◆ **TEXT PROVIDED**
================================

Science Inventory

Oxy Coal Combustion at the US EPA

Citation:

Linak, Bill. Oxy Coal Combustion at the US EPA. Joint US EPA-NCSU Poster Session, Raleigh, NC, May 15, 2012.

Impact/Purpose:

The state of the science behind oxy-coal combustion technology is far from mature, although a number of academic, governmental, and industrial research organizations are investigating various aspects of the technology. These ongoing efforts, however, are focusing primarily on resolving technical and operational issues such as ignition and flame stability, fouling, slag behavior, corrosion, heat transfer, and efficiency. There is a significant lack of understanding regarding the environmental issues which must also be addressed before oxy-coal combustion can be adopted commercially. These include effects on pollutant formation, and how changes in pollutant behavior, concentrations, and the flue gas environment affect existing pollution control devices, and the characteristics of the various process and waste streams. Key questions include what purity of CO2 is required to ensure safe long term GS, whether trace levels of sulfuric and nitric acids and other impurities can be compressed and sequestered with the CO2, and what are the characteristics of the ash and especially the fly ash and volatile metals such as mercury and selenium (Hg, Se) that would normally penetrate the particle control devices as an air emission, but now may be compressed and sequestered with the CO2. Other questions include the effect of a CO2 environment on particle charging and electrostatic precipitator (ESP) operation, as well as similar concerns related to the operation of selective catalytic reduction (SCR) units and acid gas scrubbers.

================================

◆ **PROVIDED DATA**
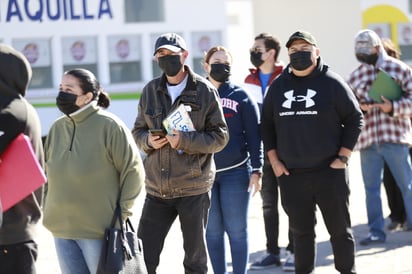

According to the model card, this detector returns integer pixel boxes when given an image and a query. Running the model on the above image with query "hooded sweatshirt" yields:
[0,44,44,245]
[262,57,363,169]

================================

◆ **WHAT YOU HAVE TO DO**
The oxy-coal combustion summary names technical and operational issues on which ongoing research efforts are primarily focused. List each of these issues.

◆ **RESPONSE TO THE EXERCISE**
- Ignition and flame stability
- Fouling
- Slag behavior
- Corrosion
- Heat transfer
- Efficiency